# Source excerpt
####

A look at corporate, personal and, where relevant, partnership insolvency proceedings in Spain, with a brief description to explain key features, as part of our Dictionary of Insolvency Terms in EU Member States. In particular, we highlight who controls the procedure and whether it is likely to be accompanied by a moratorium to prevent enforcement.

Procedimiento de negociación pública para la consecución de acuerdos de refinanciación colectivos, acuerdos de refinanciación homologados y propuestas anticipadas de convenio (Procedimientos 5.bis)

Negotiation procedures to seek support for either an out-of-court refinancing agreement, its homologation (approval) of refinancing agreement or an early creditors’ agreement (5.bis procedures)

  • The Spanish Insolvency Act includes a notification system for distressed companies when restructuring negotiations with creditors have begun, which suspends the obligation of the insolvent company to file for insolvency for a period of three months (four months in practice).
  • If the secured assets are necessary for the continuity of business, there is a stay on the ability of secured creditors to enforce their security if a notification has been made. This means that secured creditors who enjoyed priority over assets that might be considered necessary for the company’s business to continue must wait for the three-or four-month period to expire or a restructuring agreement to be reached, before being able to enforce their security.
  • The procedure applies also to partnerships and natural persons.

Acuerdos de Refinanciación (Procedimientos 71.bis)

Out-of-court refinancing agreement (71.bis procedures)

A procedure designed to avoid insolvency proceedings by increasing the credit available to the debtor or modifying its obligations to creditors.

####

# Exercise directions
Extend the overview of Spanish insolvency proceedings from its final line, in the same style.

# Supplied data
####

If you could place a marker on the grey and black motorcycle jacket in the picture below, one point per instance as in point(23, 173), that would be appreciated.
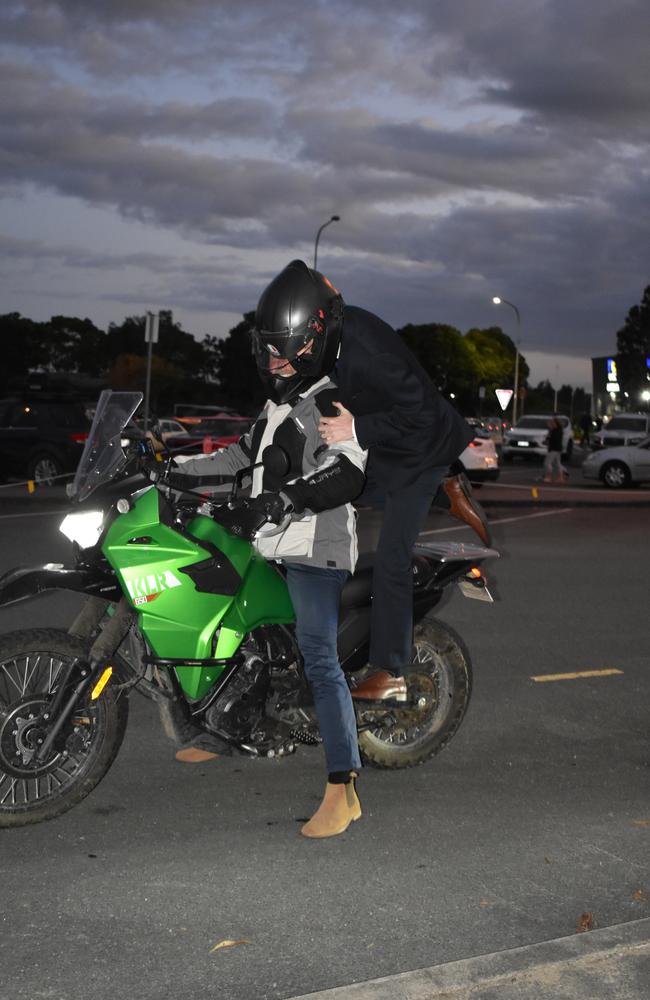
point(321, 482)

####

# Answer below
The debtor proposes an arrangement that will allow it to continue to trade, which can take two forms:

  • Collective refinancing arrangement: a general refinancing agreement that requires the approval of 60% of creditors. It must include a viability plan that provides for a significant increase in the credit available to the debtor, or modified liabilities that will allow the debtor to continue to trade. An auditor appointed by the relevant company registry will also need to report on the effectiveness of the arrangement and it must be contained in a public deed.
  • Individual refinancing arrangement: the arrangement must satisfy stringent statutory requirements, eg an increase in the asset to liability ratio so that the value of security held by participating creditors does not exceed 90% of the value of their loans. This is intended to cover bilateral restructuring arrangements.

Acuerdos de Refinanciación (Procedimientos 71.bis)

Out-of-court refinancing agreement (71.bis procedures)

  • These arrangements cannot bind dissenting creditors (whether secured or unsecured). Therefore, dissenting secured creditors can enforce their security.
  • Assets distributed under these arrangements cannot be clawed back in the event that the debtor enters an insolvency process.
  • The procedure applies to companies, partnerships and natural persons.

Procedimiento de homologación de acuerdos de refinanciación

Homologation of refinancing agreement

  • An alternative refinancing option for companies, partnerships and natural persons that requires the sanction of the court for a proposed restructuring arrangement (similar to an English scheme of arrangement).
  • The form and content of the arrangement must be the same as a collective arrangement (see previous section titled Acuerdos de Refinanciación/Out-of-court refinancing agreement) save that it requires the support of only a basic majority of 51% of financial creditors. The court will approve the arrangement if it has met the requirements for a collective arrangement.
  • Dissenting creditors may be bound by the arrangement depending on the level of support for the arrangement among creditors:
    • (i) If it is supported by creditors representing at least 60% of financial debts, it can bind dissenting creditors to principal or interest stay periods (up to five years) and the conversion of financial debt into profit-participating loans (up to five years in length).
    • (ii) The restructuring agreement needs to be supported by creditors representing more than 75% of the financial debt if it includes: longer stays (up to ten years); haircuts; debt for equity swaps; debt for assets swaps; conversion of financial debt into profit participating loans, subordinated debt or any equivalent instrument (up to ten years in length); and/or conversion of the original debt instrument into a different one with different features.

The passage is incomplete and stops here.